To be done:
Print all entries precisely as they are written.

━━━━

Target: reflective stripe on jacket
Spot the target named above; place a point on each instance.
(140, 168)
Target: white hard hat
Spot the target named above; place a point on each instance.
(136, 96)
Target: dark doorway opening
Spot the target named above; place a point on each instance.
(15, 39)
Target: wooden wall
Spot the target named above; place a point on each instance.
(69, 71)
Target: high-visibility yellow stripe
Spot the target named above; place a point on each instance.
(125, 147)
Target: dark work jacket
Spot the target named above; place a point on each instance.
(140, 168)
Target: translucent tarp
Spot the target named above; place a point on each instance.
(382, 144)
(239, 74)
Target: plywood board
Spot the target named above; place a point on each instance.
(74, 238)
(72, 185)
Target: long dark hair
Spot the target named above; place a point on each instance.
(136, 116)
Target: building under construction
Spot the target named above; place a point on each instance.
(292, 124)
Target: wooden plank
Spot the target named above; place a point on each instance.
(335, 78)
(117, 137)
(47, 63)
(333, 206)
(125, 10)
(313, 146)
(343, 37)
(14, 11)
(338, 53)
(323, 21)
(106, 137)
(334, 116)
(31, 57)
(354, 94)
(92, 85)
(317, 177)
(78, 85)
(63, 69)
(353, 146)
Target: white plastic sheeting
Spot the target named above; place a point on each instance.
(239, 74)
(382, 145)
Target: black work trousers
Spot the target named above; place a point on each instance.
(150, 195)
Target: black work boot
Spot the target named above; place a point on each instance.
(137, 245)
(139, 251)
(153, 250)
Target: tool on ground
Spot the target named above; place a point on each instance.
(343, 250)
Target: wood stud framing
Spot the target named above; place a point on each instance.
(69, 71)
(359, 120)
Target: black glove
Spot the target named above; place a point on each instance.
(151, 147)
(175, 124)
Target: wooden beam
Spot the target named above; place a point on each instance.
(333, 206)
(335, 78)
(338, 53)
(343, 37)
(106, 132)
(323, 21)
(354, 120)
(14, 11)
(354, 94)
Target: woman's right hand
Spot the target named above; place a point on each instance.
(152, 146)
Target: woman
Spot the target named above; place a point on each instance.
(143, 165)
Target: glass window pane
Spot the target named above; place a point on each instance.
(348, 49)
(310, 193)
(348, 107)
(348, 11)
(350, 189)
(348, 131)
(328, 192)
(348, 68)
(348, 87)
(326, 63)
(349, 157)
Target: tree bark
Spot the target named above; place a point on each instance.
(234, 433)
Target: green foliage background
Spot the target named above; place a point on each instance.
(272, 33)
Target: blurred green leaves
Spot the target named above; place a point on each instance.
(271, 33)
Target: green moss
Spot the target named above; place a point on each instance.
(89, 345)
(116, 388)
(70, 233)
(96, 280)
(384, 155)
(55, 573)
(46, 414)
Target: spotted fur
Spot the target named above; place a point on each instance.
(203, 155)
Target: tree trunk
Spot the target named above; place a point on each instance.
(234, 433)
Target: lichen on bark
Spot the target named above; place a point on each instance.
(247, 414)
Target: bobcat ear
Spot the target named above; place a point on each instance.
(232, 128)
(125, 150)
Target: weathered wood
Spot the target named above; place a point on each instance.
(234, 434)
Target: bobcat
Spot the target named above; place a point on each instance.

━━━━

Problem solution:
Target: reflective stripe on jacket
Spot the target named above; place a point on each instance.
(140, 168)
Target: white hard hat
Spot the target named above; place a point on each instance.
(136, 96)
Target: dark doorway opening
Spot the target named above; place a point on each instance.
(15, 39)
Target: wooden wall
Spot the target named above; place a point on each instance.
(69, 71)
Target: high-visibility yellow stripe
Spot the target named above; place a point on each instance.
(125, 147)
Target: dark work jacket
Spot the target named above; place a point on each instance.
(140, 168)
Target: translucent tarp
Spot the target named above; place a point on each instance.
(382, 144)
(239, 74)
Target: plywood board
Spot the target named above; place a point on each instance.
(74, 238)
(72, 185)
Target: long dark hair
Spot the target named above; place a point on each instance.
(136, 116)
Target: building under construction
Spot the target named above; place a point on each instance.
(292, 124)
Target: wooden plank
Spot the target named above; place a point on each instance.
(335, 78)
(117, 137)
(47, 63)
(333, 206)
(125, 10)
(313, 146)
(343, 37)
(14, 11)
(338, 53)
(323, 21)
(106, 137)
(334, 116)
(31, 57)
(354, 94)
(92, 85)
(317, 177)
(78, 85)
(63, 69)
(353, 146)
Target: white plastic sheeting
Spot the target named above; place a point on each instance.
(239, 74)
(382, 145)
Target: black work trousers
Spot the target named above; place a point on each instance.
(150, 195)
Target: black work boot
Spot the target named above; place a point on each instance.
(137, 245)
(139, 251)
(153, 250)
Target: tool on ground
Spot the target named above; place a point on each instance.
(343, 250)
Target: wood stud framing
Spot the target named above; place a point on each instance.
(69, 71)
(359, 120)
Target: black glove
Spot the target named above; place a point on each instance.
(151, 147)
(175, 124)
Target: wooden beam
Spot the target named above; place a point on each instance.
(333, 206)
(335, 78)
(338, 53)
(343, 37)
(106, 132)
(323, 21)
(354, 120)
(14, 11)
(354, 94)
Target: woman's right hand
Spot the target named above; place a point on each instance.
(152, 146)
Target: woman
Spot the target named above; place a point on each instance.
(143, 165)
Target: glass window pane
Spot the target named above; place a point on each instance.
(348, 49)
(310, 193)
(348, 107)
(348, 11)
(350, 189)
(348, 131)
(328, 192)
(348, 68)
(348, 87)
(326, 63)
(349, 157)
Target: tree bark
Spot the target named above; place a point on each instance.
(234, 433)
Target: green foliage background
Spot the target named above; place a point on each instance.
(272, 33)
Target: blurred green leaves
Spot the target named above; place a point on each instance.
(271, 33)
Target: green moss
Spot the target named above; place a point on each instance.
(89, 345)
(116, 388)
(70, 233)
(96, 280)
(384, 155)
(55, 573)
(46, 414)
Target: spotted fur
Spot the target named above; place a point on each instance.
(203, 155)
Target: tree trunk
Spot the target named above; place a point on each instance.
(234, 433)
Target: lichen on bark
Spot the target named above; place a point on each instance.
(247, 414)
Target: bobcat ear
Spot the target named above; place a point on each instance.
(232, 128)
(125, 150)
Target: weathered wood
Spot the target named above; place a point on each instance.
(234, 434)
Target: bobcat
Spot the target named above; place a point on each instance.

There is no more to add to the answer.